--- Begin Input ---

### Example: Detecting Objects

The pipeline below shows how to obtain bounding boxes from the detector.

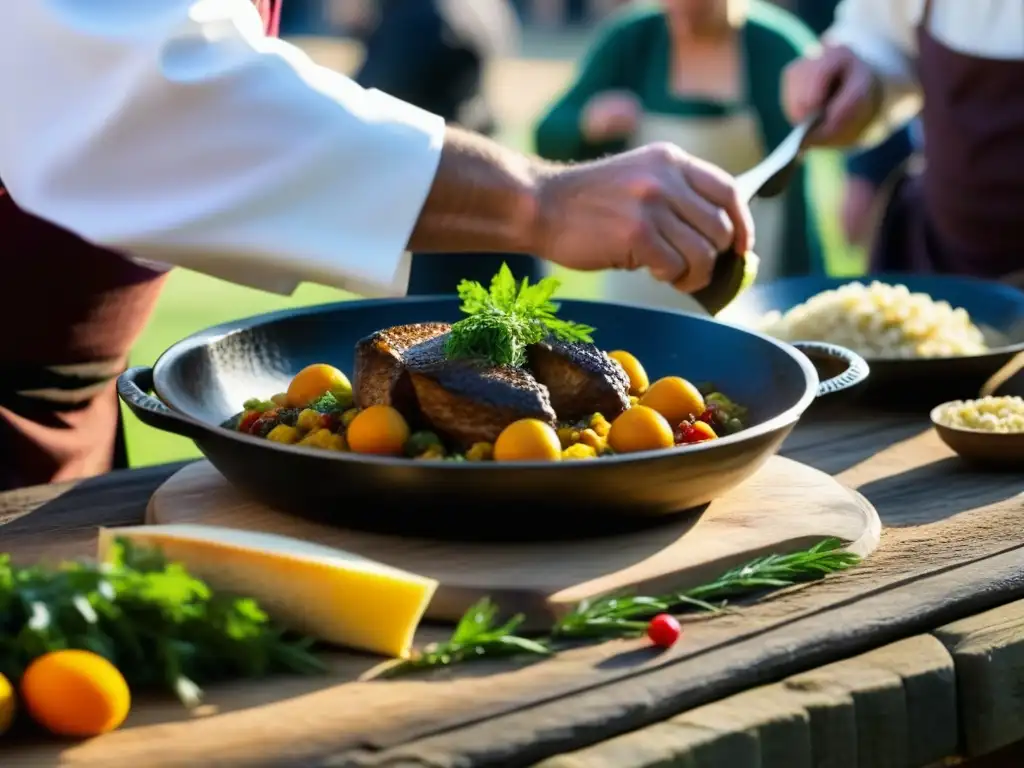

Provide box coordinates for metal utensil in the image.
[736,113,824,202]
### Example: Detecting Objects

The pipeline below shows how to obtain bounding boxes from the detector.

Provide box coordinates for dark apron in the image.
[871,2,1024,280]
[0,0,280,490]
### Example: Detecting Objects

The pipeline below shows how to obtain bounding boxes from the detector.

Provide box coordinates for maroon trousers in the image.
[0,0,280,492]
[872,1,1024,279]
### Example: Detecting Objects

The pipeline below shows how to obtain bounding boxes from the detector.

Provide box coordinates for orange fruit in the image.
[0,675,14,736]
[345,406,410,456]
[495,419,562,462]
[608,349,650,395]
[640,376,705,424]
[608,406,676,454]
[22,650,131,738]
[287,362,352,408]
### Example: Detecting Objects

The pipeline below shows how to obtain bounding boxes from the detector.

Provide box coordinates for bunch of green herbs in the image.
[382,539,860,677]
[0,540,325,706]
[444,263,594,366]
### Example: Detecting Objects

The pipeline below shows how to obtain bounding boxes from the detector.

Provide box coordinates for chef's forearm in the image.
[0,0,444,295]
[409,127,551,253]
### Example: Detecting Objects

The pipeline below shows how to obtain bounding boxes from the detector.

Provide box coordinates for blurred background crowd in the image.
[121,0,921,465]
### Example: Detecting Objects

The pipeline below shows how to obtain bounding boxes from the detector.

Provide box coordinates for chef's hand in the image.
[580,91,640,143]
[536,143,754,292]
[782,45,882,146]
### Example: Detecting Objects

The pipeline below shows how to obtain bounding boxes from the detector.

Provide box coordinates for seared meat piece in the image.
[526,339,630,421]
[404,336,555,446]
[352,323,452,411]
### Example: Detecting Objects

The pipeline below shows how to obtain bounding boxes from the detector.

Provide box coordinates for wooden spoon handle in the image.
[981,269,1024,397]
[981,352,1024,397]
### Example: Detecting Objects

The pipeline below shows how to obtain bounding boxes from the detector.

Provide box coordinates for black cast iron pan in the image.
[118,297,867,540]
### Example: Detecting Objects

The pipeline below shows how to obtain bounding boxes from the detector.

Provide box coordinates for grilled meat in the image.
[404,336,556,446]
[352,323,452,417]
[526,339,630,421]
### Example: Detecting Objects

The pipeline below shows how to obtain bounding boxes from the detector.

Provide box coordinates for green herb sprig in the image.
[444,263,594,366]
[383,539,860,677]
[0,540,326,706]
[382,598,551,676]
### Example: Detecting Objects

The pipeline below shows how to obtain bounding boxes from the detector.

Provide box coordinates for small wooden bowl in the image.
[931,400,1024,469]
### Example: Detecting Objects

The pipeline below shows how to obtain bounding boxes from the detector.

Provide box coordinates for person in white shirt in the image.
[0,0,753,489]
[783,0,1024,279]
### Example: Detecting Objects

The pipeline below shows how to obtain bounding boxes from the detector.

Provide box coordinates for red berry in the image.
[239,411,262,432]
[647,613,683,648]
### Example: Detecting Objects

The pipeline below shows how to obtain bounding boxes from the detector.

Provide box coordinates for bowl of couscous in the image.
[718,273,1024,410]
[931,396,1024,469]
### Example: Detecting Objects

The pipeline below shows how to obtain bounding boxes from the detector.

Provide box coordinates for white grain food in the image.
[757,281,988,358]
[938,397,1024,433]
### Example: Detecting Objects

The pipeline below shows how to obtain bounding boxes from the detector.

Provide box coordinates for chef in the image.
[783,0,1024,279]
[0,0,753,489]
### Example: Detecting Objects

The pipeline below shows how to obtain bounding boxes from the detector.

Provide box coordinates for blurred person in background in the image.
[790,0,922,246]
[783,0,1024,279]
[536,0,824,307]
[355,0,543,295]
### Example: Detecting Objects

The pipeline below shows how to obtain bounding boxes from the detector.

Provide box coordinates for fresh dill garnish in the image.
[444,263,594,366]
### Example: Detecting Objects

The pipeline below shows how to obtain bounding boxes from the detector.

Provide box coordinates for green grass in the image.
[119,63,860,466]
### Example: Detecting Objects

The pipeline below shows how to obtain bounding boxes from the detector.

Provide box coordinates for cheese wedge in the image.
[98,524,437,657]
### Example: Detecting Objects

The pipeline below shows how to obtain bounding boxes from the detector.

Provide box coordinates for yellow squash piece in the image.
[98,524,437,657]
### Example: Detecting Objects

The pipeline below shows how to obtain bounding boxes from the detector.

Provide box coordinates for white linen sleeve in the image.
[823,0,923,143]
[0,0,444,295]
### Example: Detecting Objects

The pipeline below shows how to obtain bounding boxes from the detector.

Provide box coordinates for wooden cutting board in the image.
[146,457,882,626]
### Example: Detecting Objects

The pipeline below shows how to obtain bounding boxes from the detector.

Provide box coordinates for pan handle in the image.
[791,341,871,397]
[118,366,210,439]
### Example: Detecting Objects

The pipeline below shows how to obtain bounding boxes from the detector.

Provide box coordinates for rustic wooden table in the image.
[0,413,1024,768]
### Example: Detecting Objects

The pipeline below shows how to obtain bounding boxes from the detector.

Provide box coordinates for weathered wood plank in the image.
[540,635,956,768]
[669,686,812,768]
[0,418,1024,768]
[933,600,1024,756]
[536,722,757,768]
[863,635,959,768]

--- End Input ---

Copy every line of the records above word for word, leaving out the pictures.

### Example: Detecting Objects

The pipeline below shows how to obtain bounding boxes from the detector.


Provide box coordinates for metal utensil in the image.
[736,113,824,202]
### Example: Detecting Objects

The pipeline below shows how to obtain bounding boxes from the detector.

Provide box coordinates for dark apron in the image.
[871,2,1024,280]
[0,0,280,490]
### Example: Detecting Objects

The pipeline below shows how to obtain bounding boxes from the detector.

Provide box coordinates for maroon trousers in the image.
[0,0,280,492]
[872,1,1024,279]
### Example: Detecting Objects

The pipeline below shows how to obtain bounding boxes from the detector.

Provide box coordinates for orange fruit in the image.
[0,675,14,736]
[345,406,410,456]
[495,419,562,462]
[608,349,650,395]
[640,376,705,424]
[608,406,676,454]
[22,650,131,738]
[287,362,352,408]
### Example: Detecting Objects

The pipeline below shows how to obtain bounding boxes from the detector.

Provide box coordinates for bunch of green herbs in the image.
[382,539,860,677]
[0,540,325,706]
[444,263,594,366]
### Example: Detecting Objects

The pipeline below shows how to obtain bounding boxes from the detector.

Provide box coordinates for chef's forearm in the image.
[0,0,444,295]
[409,127,551,253]
### Example: Detecting Objects

The pipeline below shows how to obtain bounding boxes from the detector.

Provide box coordinates for blurred background crowd in the image.
[121,0,921,465]
### Example: Detecting Objects

The pipeline below shows how to obtain bounding boxes from the detector.

Provide box coordinates for chef's hand in the image.
[580,91,640,143]
[536,143,754,292]
[782,45,882,146]
### Example: Detecting Objects

The pipeline below shows how to obtain bounding boxes from the detector.

Provide box coordinates for seared meat piece in the image.
[526,339,630,421]
[404,336,555,446]
[352,323,452,411]
### Example: Detecting Objects

The pipeline below shows how to obtain bounding boxes from the detector.

Provide box coordinates for wooden spoon handle in the image.
[981,269,1024,397]
[981,352,1024,397]
### Example: Detecting Objects

The pipeline below shows how to obtain bounding boxes from the detector.

Provide box coordinates for black cast iron pan in the image.
[118,297,867,540]
### Example: Detecting Objects

The pipeline below shows how to obtain bounding boxes from the detector.

Provide box coordinates for grilled meat in the image.
[404,336,556,446]
[352,323,452,417]
[526,339,630,421]
### Example: Detecting Objects

The pipeline below shows how to obtain bounding boxes from the detector.

Provide box coordinates for green herb sprig in the image.
[444,263,594,366]
[383,539,860,677]
[0,540,326,706]
[382,598,551,676]
### Example: Detecting Objects

The pipeline below shows how to obtain bounding boxes from the detector.

Provide box coordinates for small wooden bowl in the image.
[931,400,1024,469]
### Example: Detecting Objects

The pipeline below shows how to obtain bounding boxes from the detector.

Provide box coordinates for person in white shirt in the image.
[0,0,753,489]
[783,0,1024,279]
### Example: Detecting Objects

The pipeline below shows how to obtain bounding boxes from the detector.

Provide box coordinates for red berry in the image.
[239,411,262,432]
[647,613,683,648]
### Example: Detecting Objects

The pipeline below shows how to obtain bounding boxes from the detector.

Provide box coordinates for bowl of couscous in the image.
[718,273,1024,410]
[931,396,1024,469]
### Example: Detecting Objects

The pipeline below shows how to obtain bounding boxes from the detector.

Provide box coordinates for white grain food in the image.
[757,281,988,358]
[938,397,1024,433]
### Example: Detecting Objects

The pipeline below shows how to obtain bounding boxes from the detector.

Provide box coordinates for chef in the image.
[783,0,1024,279]
[0,0,753,489]
### Example: Detecting Objects

The pipeline below shows how to obtain bounding boxes from the detector.

Provide box coordinates for blurred person in background in the image.
[790,0,922,246]
[783,0,1024,279]
[536,0,824,307]
[355,0,543,295]
### Example: Detecting Objects

The pipeline below shows how to obtain bounding boxes from the detector.

Provide box coordinates for fresh dill garnish in the image.
[444,263,594,366]
### Example: Detecting Objects

The pipeline below shows how to obtain bounding boxes from the detector.

Provide box coordinates for green grass in the image.
[119,63,860,466]
### Example: Detecting Objects

The pipeline below shows how to obtain bounding boxes from the detector.

Provide box coordinates for cheese wedge in the image.
[98,524,437,657]
### Example: Detecting Objects

The pipeline below shows how to obtain bounding boxes from the detector.

Provide box coordinates for yellow squash piece in the image.
[98,524,437,657]
### Example: Detecting Objects

The pipeline below shows how to obtain bounding boxes from the detector.

Provide box coordinates for white linen sleeve in the image.
[823,0,923,143]
[0,0,444,295]
### Example: Detecting Objects

The pipeline below shows how to obtain bounding boxes from the detector.

Provide box coordinates for wooden cutting board in the image.
[146,457,882,626]
### Example: Detecting Objects

The pipeline below shows how to obtain bounding boxes from the detector.

Provide box coordinates for pan handle in the image.
[791,341,871,397]
[118,366,210,439]
### Example: Detecting Objects

The pipeline below shows how to obtain bounding boxes from the detector.

Provide box coordinates for rustic wooden table in the image.
[0,413,1024,768]
### Example: Detecting Objects

The pipeline below shows how to obtain bounding boxes from the detector.

Provide box coordinates for weathered wood plank in the image.
[540,635,956,768]
[669,686,812,768]
[0,418,1024,768]
[933,600,1024,756]
[536,722,757,768]
[863,635,959,768]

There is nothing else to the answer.